If you're following the news from US media, you might not know that Oscar Pistorius is on trial for shooting his girlfriend, apparently through the bathroom door, thinking she was an intruder. Meanwhile, eighty-five people die from gun violence in the United States every day (more than 30,000 a year), and you could conceivably call this a health emergency, but the Senate is holding up the most recent nominee to the position of US Surgeon General because... he supports gun control.
The smog was so bad in Paris earlier this week that they were only letting people drive every other day. Residents were furious and ignored the ban and it was called off after only a day. Meanwhile, the American Association for the Advancement of Science says we need to cut emissions right now. But the US government isn't going to do a damn thing, and if they did, Americans would be screaming about their rights to keep up the same habits that have gotten us into this mess.
Meanwhile in North Dakota, fracking is bringing up more natural gas than the energy companies can handle, so they're just burning it off. Yes, natural gas burns cleaner than oil, but if you're burning a third of it at the point of extraction, it kind of throws off the emissions calculations. Also meanwhile, scientists have confirmed that fracking is causing earthquakes in Ohio, and are asking questions about the role of fracking in yesterday's 4.4 magnitude quake in Los Angeles, in which fortunately no one was hurt.
A high school English teacher has written a letter to college professors on what's wrong with Common Core. It's a great letter on the problems with the Common Core, but the ire at college professors is misplaced: we're not the ones advocating standardized testing, or making billions of dollars by promoting it -- that would be Pearson Education and a few other megapublishers with well-paid lobbyists in Washington.
Catharine Stimpson, former dean of the Graduate School of Arts and Sciences at NYU, spoke out against the Common Core at the Modern Language Association meeting in Chicago alongside Diane Ravitch, at a session that was less well attended than it should have been -- but we do get it. We're also resisting a strong push toward the assessment of learning by standardized measures that seem to take Stanford and Harvard as the norm and can't attend to drastic variations in student preparation at the thousands of colleges and universities across the US.

→ **Material shown**
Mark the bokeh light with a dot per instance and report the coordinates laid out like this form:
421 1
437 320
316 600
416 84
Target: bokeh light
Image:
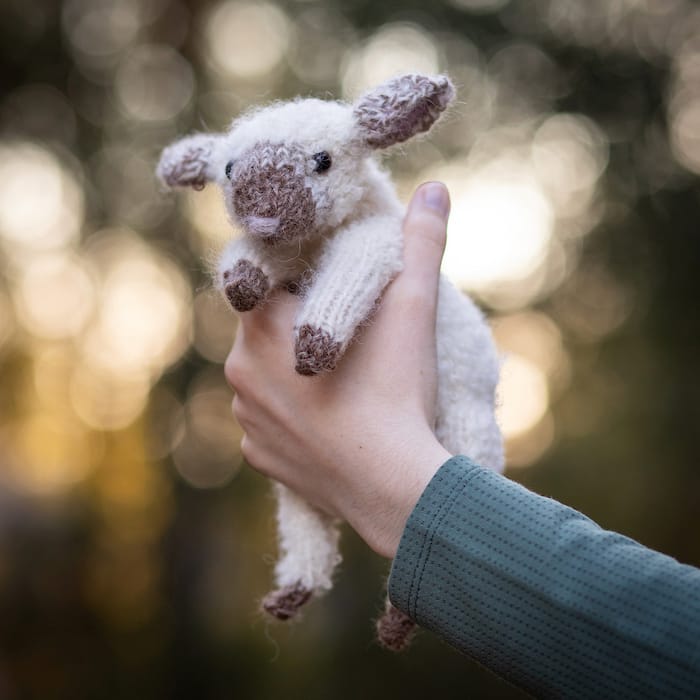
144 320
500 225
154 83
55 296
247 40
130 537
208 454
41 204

→ **Task list**
[a] Repeat the commentary word for word from "The smog was" to "into this mess.".
[b] According to the commentary, how many people die from gun violence in the United States every day?
[c] Rewrite the commentary's paragraph beginning "Meanwhile in North Dakota" as a short bulleted list that keeps its main facts.
The listing comes from a separate source.

→ **Per-task outputs**
[a]
The smog was so bad in Paris earlier this week that they were only letting people drive every other day. Residents were furious and ignored the ban and it was called off after only a day. Meanwhile, the American Association for the Advancement of Science says we need to cut emissions right now. But the US government isn't going to do a damn thing, and if they did, Americans would be screaming about their rights to keep up the same habits that have gotten us into this mess.

[b] Eighty-five people.

[c]
- In North Dakota, fracking brings up more natural gas than energy companies can handle, so they burn it off.
- Natural gas burns cleaner than oil, but burning a third of it at the point of extraction throws off emissions calculations.
- Scientists have confirmed that fracking causes earthquakes in Ohio.
- They are asking about fracking's role in yesterday's 4.4 magnitude Los Angeles quake, in which no one was hurt.